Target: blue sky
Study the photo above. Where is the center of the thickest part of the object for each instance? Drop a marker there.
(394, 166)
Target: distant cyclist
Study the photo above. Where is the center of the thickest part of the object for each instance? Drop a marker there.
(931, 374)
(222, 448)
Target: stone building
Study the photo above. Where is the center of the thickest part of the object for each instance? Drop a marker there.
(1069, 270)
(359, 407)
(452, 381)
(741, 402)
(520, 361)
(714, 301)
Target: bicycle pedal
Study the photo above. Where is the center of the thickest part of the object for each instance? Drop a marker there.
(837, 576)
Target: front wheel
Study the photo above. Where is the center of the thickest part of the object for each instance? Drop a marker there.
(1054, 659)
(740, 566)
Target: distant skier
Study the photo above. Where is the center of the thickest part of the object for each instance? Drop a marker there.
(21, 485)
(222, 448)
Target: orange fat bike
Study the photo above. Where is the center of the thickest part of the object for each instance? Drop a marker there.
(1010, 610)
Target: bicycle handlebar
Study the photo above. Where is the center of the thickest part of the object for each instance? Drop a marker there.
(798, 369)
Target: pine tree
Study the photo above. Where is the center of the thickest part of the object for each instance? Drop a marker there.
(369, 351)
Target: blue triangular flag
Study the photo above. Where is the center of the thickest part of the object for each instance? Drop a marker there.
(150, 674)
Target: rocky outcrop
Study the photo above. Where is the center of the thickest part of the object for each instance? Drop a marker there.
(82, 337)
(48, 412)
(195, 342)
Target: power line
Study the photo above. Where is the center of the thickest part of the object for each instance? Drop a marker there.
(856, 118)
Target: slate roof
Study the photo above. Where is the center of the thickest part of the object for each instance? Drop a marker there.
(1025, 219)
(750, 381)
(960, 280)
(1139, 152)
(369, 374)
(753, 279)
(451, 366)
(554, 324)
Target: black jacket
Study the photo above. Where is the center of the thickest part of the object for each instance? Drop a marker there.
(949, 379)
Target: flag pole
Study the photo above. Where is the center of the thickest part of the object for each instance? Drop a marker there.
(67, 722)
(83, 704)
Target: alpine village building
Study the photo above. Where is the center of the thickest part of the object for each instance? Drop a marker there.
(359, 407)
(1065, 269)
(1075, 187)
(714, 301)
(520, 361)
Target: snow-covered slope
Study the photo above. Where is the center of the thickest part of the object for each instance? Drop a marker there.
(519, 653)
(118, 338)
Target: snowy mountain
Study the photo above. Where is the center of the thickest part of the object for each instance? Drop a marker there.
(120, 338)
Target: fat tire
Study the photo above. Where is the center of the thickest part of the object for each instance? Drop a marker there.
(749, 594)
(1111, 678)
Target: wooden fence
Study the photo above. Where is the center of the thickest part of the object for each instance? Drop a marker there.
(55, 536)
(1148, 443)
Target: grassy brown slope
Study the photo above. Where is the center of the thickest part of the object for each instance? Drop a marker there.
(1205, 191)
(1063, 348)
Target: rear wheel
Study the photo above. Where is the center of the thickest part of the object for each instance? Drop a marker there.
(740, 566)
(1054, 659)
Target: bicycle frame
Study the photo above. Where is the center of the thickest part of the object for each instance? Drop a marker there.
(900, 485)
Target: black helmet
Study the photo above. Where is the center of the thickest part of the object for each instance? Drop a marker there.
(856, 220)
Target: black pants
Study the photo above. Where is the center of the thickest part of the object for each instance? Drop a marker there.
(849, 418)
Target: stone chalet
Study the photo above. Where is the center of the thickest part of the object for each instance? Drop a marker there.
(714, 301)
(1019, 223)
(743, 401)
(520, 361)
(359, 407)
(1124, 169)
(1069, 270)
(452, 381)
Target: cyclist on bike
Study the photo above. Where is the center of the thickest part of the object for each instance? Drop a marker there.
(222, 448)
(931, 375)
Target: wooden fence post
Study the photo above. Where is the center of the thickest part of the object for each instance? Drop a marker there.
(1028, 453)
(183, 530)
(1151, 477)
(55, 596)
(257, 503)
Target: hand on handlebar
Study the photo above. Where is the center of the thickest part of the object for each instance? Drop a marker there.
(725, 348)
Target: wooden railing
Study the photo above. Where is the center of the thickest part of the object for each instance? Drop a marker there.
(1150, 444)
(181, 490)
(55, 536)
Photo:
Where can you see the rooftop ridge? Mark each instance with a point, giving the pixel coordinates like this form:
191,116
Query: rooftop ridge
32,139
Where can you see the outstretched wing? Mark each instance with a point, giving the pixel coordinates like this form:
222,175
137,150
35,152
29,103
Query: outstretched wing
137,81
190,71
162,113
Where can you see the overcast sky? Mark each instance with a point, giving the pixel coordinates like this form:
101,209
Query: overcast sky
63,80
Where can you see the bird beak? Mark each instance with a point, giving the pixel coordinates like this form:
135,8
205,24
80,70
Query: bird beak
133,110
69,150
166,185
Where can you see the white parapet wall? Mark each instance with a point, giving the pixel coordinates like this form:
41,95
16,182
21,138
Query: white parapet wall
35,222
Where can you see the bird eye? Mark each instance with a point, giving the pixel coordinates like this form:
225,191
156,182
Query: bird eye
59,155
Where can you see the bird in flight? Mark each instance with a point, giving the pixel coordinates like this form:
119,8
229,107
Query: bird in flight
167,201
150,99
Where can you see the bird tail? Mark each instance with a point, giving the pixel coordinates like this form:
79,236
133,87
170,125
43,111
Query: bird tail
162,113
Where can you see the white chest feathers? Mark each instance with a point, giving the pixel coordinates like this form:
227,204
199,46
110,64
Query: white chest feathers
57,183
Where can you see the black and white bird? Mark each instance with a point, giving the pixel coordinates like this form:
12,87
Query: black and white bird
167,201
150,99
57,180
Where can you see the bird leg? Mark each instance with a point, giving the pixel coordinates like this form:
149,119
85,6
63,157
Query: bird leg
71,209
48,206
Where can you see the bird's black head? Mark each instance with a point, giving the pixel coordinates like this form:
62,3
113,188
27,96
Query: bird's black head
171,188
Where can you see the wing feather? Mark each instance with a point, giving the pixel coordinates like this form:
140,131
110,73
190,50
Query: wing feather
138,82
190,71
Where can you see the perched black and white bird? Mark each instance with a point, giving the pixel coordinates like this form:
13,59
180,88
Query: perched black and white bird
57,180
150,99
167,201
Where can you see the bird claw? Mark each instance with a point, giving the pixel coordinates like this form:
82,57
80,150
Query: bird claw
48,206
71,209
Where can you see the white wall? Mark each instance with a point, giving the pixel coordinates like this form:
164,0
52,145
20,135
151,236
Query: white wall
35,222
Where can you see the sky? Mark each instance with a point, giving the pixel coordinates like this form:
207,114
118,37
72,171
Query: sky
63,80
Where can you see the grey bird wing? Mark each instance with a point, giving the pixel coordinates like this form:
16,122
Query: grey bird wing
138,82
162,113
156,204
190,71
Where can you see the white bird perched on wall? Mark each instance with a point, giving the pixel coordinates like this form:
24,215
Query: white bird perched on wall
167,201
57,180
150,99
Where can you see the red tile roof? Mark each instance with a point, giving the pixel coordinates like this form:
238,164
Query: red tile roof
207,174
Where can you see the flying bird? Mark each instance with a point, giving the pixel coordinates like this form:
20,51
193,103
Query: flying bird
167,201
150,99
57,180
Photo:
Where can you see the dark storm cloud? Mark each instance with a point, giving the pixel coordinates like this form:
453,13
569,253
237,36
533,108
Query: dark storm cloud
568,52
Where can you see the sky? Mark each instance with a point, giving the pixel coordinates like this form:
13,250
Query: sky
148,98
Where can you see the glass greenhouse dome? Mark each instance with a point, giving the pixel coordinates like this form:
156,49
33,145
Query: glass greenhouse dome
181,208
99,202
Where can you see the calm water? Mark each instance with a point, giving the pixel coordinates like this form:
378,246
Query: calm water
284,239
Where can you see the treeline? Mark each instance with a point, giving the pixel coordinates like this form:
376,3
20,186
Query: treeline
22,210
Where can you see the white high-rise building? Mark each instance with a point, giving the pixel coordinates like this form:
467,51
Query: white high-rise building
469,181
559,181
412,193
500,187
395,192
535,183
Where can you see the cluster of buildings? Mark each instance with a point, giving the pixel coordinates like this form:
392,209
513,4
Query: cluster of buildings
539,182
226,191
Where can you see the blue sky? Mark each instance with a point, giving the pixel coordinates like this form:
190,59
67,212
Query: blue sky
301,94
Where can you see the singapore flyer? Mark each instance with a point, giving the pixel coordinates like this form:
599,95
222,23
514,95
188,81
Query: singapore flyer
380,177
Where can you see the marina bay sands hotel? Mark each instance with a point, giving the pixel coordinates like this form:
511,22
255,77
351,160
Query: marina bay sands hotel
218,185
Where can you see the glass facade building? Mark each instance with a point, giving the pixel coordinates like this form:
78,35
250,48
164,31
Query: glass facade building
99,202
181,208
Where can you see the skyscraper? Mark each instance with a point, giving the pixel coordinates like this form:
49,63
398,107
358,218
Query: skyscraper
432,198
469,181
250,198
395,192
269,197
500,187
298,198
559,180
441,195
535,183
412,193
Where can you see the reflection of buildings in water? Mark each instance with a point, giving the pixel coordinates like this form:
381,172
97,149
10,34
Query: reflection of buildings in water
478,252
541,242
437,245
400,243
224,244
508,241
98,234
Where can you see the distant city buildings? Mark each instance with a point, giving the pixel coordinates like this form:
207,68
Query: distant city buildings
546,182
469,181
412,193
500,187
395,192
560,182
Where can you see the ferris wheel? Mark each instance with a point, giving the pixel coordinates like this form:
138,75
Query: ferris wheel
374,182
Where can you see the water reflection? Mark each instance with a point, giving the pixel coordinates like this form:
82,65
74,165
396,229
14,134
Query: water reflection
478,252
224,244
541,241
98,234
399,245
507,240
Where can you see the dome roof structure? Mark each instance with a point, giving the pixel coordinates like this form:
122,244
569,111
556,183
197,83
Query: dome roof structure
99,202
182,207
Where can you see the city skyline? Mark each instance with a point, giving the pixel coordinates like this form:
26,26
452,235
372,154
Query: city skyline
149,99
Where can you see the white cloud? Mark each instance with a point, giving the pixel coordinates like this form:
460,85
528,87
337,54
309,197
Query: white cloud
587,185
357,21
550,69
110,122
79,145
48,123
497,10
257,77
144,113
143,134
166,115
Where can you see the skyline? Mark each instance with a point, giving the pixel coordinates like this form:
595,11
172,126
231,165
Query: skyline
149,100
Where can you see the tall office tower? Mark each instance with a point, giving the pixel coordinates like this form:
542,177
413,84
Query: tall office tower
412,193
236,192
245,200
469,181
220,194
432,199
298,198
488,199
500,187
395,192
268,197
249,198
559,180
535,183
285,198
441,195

- TASK PROMPT -
Copy out the entries above exactly as given, starting at the top and ending with the line containing "Target: stone building"; include both and nothing more.

- TASK OUTPUT -
Target: blue sky
Study the photo above. Where is the center of the thickest part of the object for each instance? Drop a marker there.
(394, 166)
Target: distant cyclist
Study the photo above. Where is the center of the thickest part of the object for each instance? Drop a marker there.
(931, 374)
(222, 448)
Target: stone building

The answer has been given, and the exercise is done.